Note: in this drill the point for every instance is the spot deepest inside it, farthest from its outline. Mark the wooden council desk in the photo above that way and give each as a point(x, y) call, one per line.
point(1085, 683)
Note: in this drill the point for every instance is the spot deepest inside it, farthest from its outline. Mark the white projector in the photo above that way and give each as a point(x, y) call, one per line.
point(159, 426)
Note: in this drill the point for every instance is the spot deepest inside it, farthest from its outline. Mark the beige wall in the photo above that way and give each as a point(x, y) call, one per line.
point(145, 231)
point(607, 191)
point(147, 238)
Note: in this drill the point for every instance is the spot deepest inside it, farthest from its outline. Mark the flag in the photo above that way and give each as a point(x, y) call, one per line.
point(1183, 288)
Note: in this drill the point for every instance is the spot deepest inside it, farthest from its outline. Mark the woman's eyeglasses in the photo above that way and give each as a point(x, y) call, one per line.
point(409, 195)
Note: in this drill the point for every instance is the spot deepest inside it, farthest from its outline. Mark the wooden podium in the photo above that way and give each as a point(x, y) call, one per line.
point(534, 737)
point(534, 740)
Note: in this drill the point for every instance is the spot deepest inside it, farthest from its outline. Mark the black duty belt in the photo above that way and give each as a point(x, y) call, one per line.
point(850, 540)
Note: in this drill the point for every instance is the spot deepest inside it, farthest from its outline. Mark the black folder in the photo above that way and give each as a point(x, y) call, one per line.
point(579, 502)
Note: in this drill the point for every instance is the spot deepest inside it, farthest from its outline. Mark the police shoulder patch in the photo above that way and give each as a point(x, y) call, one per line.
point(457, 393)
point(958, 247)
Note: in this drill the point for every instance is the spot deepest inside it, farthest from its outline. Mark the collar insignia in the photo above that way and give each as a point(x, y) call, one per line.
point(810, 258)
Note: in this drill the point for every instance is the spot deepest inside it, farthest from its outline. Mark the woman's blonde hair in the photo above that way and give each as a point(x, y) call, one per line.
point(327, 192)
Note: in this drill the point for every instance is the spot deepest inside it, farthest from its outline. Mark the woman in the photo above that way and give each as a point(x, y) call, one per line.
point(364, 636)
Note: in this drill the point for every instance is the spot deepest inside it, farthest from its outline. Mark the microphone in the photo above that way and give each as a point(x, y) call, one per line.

__________

- _PROBLEM DESCRIPTION_
Transcribe the material exactly, so that no line is lost or altered.

- _ANSWER SPACE_
Note: in this drill the point for every instance is the spot deepest inside it, farthest from its outline. Mark the wooden council desk in the photo above that way and give each as a point(x, y) call, one per line.
point(1085, 683)
Note: in this drill the point for every instance is the spot deepest inside it, farthest from its outline. Mark the white projector in the photo above that way and give each as a point(x, y) call, one per line.
point(159, 426)
Note: in this drill the point for every instance is the spot deepest inside it, farthest from its outline. Mark the beige wall in the photo above that way and give each as a point(x, y) call, one per line.
point(145, 231)
point(607, 191)
point(147, 238)
Note: in this drill the point for every instance is the spot deepest inside it, farthest from its outline. Mark the flag in the photo above that way and give each as a point(x, y) call, one per line.
point(1183, 288)
Note: in this drill the point for every instance is the spot deepest inside it, farthest from its outline. Mark the woman's eyeglasses in the photo above that way and give each as a point(x, y) call, one per line.
point(409, 195)
Note: in this drill the point for every instance is the spot deepest inside it, farthest from its outline. Mark the wooden podium in the photo above that way and give each as a point(x, y) call, one per line.
point(534, 737)
point(534, 740)
Note: in this drill the point for every instance is the spot deepest inside it, farthest from its outline. Mark the black duty belt in the photo above that way and give each as a point(x, y) call, one per line.
point(850, 540)
Note: in this drill the point for every instance is the spot deepest inside it, farthest from its outline. Mark the black folder in the photo above that way and give each as a point(x, y) call, one per line.
point(579, 502)
Note: in this drill the point for every instance is the spot deepest inside it, farthest from its outline. Mark the police shoulder patch in the photo above that way and give each as a point(x, y) call, one per line.
point(457, 393)
point(958, 247)
Note: in this drill the point for every instance is the spot deepest inside it, farthest from its outline. Mark the collar insignia in the photo above that way and give each as a point(x, y) call, one per line.
point(810, 258)
Note: in this drill the point for every instance is the spot deepest inside it, farthest from its outline. Mark the woman's blonde hair in the photo above that way and give each as a point(x, y) call, one per line.
point(327, 192)
Note: in this drill the point for every instance is the spot deepest inside it, farthest from its outline. Mark the woman in the photo above that way and give each as a point(x, y) call, one per line.
point(364, 636)
Note: in this drill the point for every instance is the spot deepest inside it, farthest from its outline. Mark the microphone in the photo above that way and give each as a point(x, y) call, one per line.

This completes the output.